▸ Excerpt to read:
'''

/conceptualgrounding

Code for the EACL 2021 paper "Conceptual Grounding Constraints for Truly Robust Biomedical Name Representations"

Primary LanguagePythonGNU General Public License v3.0GPL-3.0

Conceptual grounding constraints for truly robust biomedical name representations

This directory contains source code for the following paper:

Conceptual Grounding Constraints for Truly Robust Biomedical Name Representations.
Pieter Fivez, Simon Šuster and Walter Daelemans. EACL, 2021.

If you use this code, please cite:

@inproceedings{fivez-etal-2021-conceptual,
title = "Conceptual Grounding Constraints for Truly Robust Biomedical Name Representations",
author = "Fivez, Pieter  and
  Suster, Simon  and
  Daelemans, Walter",
booktitle = "Proceedings of the 16th Conference of the European Chapter of the Association for Computational Linguistics: Main Volume",
year = "2021",
publisher = "Association for Computational Linguistics",
pages = "2440--2450"}

License

GPL-3.0

Requirements

All requirements are listed in requirements.txt.

'''

[Recorded data]
'''

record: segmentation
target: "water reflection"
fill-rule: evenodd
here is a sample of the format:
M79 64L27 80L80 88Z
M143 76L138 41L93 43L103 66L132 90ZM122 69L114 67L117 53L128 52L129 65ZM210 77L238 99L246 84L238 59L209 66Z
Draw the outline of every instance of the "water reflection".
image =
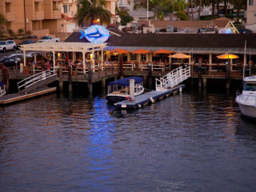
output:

'''

▸ Task A: Edit the repository description from "Code for the EACL" through "Daelemans. EACL, 2021.", replacing "paper" with "article" wherever it occurs.
▸ Task B: According to the repository description, which pages of the proceedings does the paper occupy?
▸ Task C: List the authors of the paper named in the repository description.

▸ Response A:
Code for the EACL 2021 article "Conceptual Grounding Constraints for Truly Robust Biomedical Name Representations"

Primary LanguagePythonGNU General Public License v3.0GPL-3.0

Conceptual grounding constraints for truly robust biomedical name representations

This directory contains source code for the following article:

Conceptual Grounding Constraints for Truly Robust Biomedical Name Representations.
Pieter Fivez, Simon Šuster and Walter Daelemans. EACL, 2021.

▸ Response B: Pages 2440–2450.

▸ Response C: Pieter Fivez, Simon Šuster, Walter Daelemans